- Directions:
Display each line in the items below in which the word "hair" appears.

- Record extracts:
— START —

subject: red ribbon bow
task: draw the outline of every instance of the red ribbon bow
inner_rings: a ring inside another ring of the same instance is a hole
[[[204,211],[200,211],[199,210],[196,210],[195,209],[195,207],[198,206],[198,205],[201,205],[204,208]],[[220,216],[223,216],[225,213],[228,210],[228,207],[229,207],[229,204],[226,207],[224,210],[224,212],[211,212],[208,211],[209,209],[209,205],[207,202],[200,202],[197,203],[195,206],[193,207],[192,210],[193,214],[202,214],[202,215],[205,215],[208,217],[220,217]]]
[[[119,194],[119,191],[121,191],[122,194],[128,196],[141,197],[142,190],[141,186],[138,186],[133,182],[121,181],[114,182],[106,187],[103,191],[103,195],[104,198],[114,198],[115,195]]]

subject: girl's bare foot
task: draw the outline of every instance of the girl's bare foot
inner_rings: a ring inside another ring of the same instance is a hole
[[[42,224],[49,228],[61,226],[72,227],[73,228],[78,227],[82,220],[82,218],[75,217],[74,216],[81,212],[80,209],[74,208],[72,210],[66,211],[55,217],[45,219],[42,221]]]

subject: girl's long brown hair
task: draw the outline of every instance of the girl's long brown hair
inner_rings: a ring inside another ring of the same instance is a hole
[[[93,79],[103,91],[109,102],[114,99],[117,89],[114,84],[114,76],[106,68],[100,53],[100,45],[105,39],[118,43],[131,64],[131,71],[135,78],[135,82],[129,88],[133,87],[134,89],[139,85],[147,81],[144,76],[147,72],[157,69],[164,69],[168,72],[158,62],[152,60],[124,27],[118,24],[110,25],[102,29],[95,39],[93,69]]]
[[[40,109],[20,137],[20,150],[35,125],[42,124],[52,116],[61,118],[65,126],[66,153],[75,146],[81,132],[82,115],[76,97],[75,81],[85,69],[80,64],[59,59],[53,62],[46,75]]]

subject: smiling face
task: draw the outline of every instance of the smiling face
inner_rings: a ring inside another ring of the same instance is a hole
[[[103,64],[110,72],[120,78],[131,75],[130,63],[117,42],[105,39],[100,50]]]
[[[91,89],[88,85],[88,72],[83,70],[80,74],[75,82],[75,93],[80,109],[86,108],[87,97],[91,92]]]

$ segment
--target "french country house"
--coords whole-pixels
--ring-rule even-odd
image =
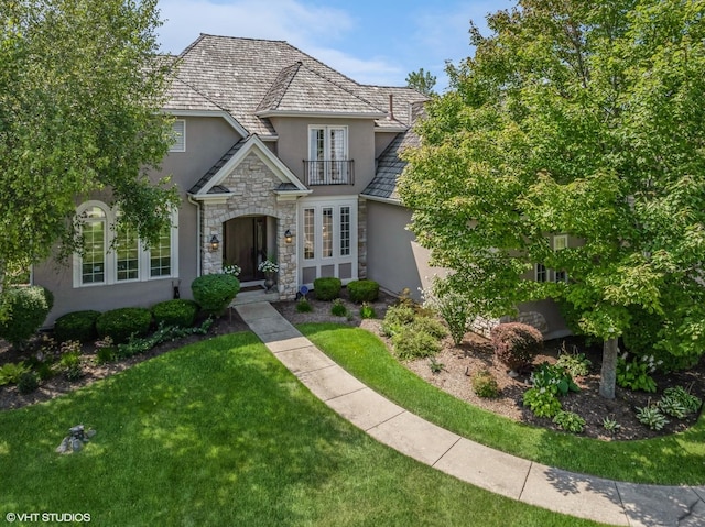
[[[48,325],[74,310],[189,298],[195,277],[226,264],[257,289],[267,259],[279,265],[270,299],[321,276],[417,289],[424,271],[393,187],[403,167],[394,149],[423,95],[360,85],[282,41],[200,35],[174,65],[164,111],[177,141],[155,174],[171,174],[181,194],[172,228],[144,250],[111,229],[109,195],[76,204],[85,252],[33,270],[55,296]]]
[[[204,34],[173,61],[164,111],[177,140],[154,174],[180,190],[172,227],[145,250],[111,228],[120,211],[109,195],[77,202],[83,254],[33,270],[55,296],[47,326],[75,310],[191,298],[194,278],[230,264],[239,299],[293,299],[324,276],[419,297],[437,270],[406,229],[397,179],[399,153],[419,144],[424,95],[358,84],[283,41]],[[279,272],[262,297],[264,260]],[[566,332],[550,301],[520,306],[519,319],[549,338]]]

— END —
— START —

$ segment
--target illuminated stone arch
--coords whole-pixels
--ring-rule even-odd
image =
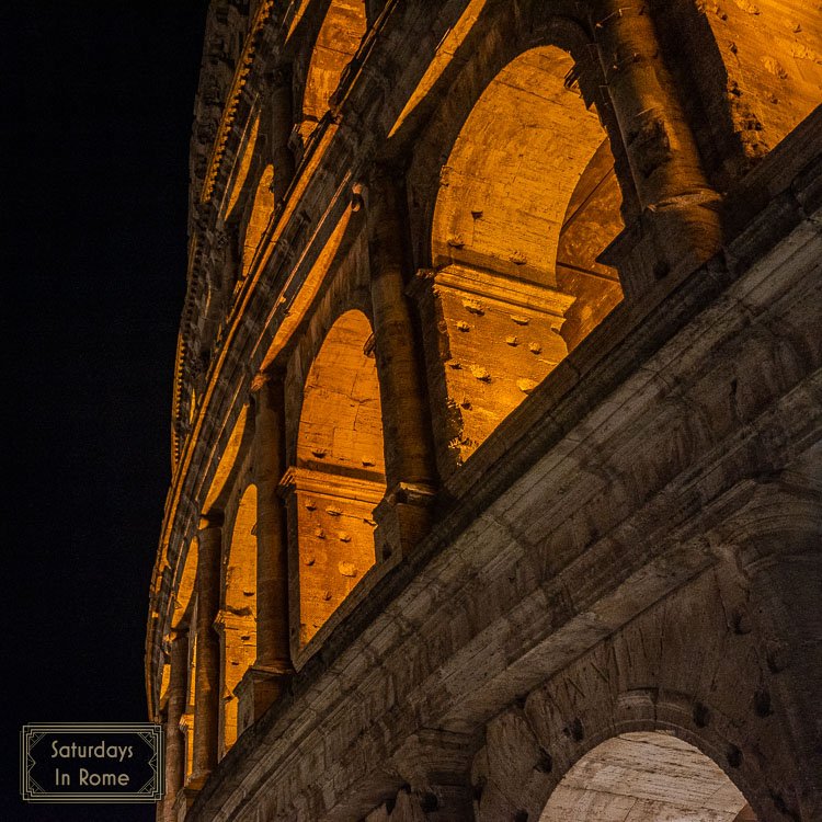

— END —

- Reply:
subject: girl's long brown hair
task: draw the outline of every instance of the girl's long brown hair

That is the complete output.